[Passage provided]:
Sam Sethi:The question is, what will it do for you in the long run? Will it generate any more listeners? Probably not. Will it generate you any revenue? Probably not. Will it give you any more?
Sam Sethi:I don't know SEO, maybe a fraction if people are looking for things. Netflix have just updated their search engine inside of the Netflix app, so you can do it not just on title or author, but you can do it on mood as well. So, oh, I just fancy something that's very lighthearted Now. I don't know if that'll just be for TV and for films, or they'll extend that, when they do podcasting, to a wider podcast. I suspect the podcasts they want, though, are not audio based podcasts. I suspect the ones they want are video based podcasts, because we generally listen to Netflix on our or watch Netflix, I should say, on our TV, and so I suspect the video podcasts that are on YouTube are the ones they really want to come over to Netflix. So yeah, not a big thing that I think is going to help or affect the independent podcast creators, but just something to be aware of.
Claire Waite Brown:Yeah, no, it's interesting. I mean, if it did happen that way, you could at least put the telly on, put your own show on Netflix and take a photo of it, yes, yes and say, look, I'm on Netflix, yes, yes and that's it for this week. Claire, our audio is recorded and edited using a riverside and we're hosted by our friends buzzsprout you can support this show by streaming sats from your true fans wallet or leave us a super comment or, better still, become a monthly supporter of this show.
Sam Sethi:If you'd like to advertise or sponsor this show, please email me, sam at truefansfm, for further details.

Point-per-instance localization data

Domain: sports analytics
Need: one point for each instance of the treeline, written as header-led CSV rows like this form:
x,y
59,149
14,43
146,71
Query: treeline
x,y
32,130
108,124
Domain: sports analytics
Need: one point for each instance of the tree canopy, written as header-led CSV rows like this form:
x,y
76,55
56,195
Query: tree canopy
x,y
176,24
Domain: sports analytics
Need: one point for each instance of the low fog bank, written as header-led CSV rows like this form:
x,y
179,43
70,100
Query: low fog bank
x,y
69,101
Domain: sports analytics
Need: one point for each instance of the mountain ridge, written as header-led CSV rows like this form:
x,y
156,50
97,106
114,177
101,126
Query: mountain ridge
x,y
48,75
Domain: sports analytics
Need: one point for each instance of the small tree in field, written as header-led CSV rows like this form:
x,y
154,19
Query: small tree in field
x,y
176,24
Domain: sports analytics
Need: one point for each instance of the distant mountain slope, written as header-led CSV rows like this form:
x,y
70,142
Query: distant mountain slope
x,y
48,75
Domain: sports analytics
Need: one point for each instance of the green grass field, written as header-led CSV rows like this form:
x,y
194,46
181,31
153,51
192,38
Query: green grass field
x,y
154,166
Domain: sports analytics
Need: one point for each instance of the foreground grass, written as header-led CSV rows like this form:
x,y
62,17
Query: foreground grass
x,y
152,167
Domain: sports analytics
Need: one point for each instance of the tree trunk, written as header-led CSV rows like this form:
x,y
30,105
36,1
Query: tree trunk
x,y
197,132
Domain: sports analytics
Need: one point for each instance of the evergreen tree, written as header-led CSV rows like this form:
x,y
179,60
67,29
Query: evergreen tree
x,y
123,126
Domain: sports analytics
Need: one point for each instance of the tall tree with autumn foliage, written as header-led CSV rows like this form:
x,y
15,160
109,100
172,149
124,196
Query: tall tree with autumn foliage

[Activity]: Could you continue the podcast transcript about Netflix and podcasting from the line that follows Sam Sethi's offer for advertisers and sponsors to email him?

[Response to the task]:
Claire Waite Brown:You can find out more about how to use the features of the True Fans platform by listening to our sister podcast Fan Zone, which does include an episode on the events tab. And if you're keen to learn more about Podcasting 2.0 in general, check out my course-based podcast called Podcasting 2.0 in Practice, which aims to simplify what might seem to be a complex topic, but, believe me, it really is much easier to implement than you might think. Don't forget, you can keep listening to hear more from this episode's featured creator.
Tricia Duffy:And then I do a rewrite and I find better citations and references and better ways to bring things to life. And then, yeah, and then I record them. I read, I read my scripts. Obviously they are in my tone of voice. It feels very natural and very me. But, yeah, I read my scripts. Obviously they are in my tone of voice. It feels very natural and very me. But, yeah, I read my scripts and except for the interview, which is obviously an interview and a free-flowing conversation, it does sound very natural your script.
Claire Waite Brown:It does feel like you're just chatting to me. I mean, I know that you've done the research, but it doesn't feel like I'm reading from my script.
Tricia Duffy:I work really hard at that, though, because I need to be able to say it in my tone of voice and have it feel really natural, but it has to be backed up. I can't just do it off the top of my head, because I wouldn't have to hand the quotes and the documents and the statistics and the things that I need to have to hand, so the only way I can safely do it is to script it.
Claire Waite Brown:Absolutely, and I like what you said about your producer because you do not run the risk, then, of this being the Tricia Duffy opinions show. Yeah.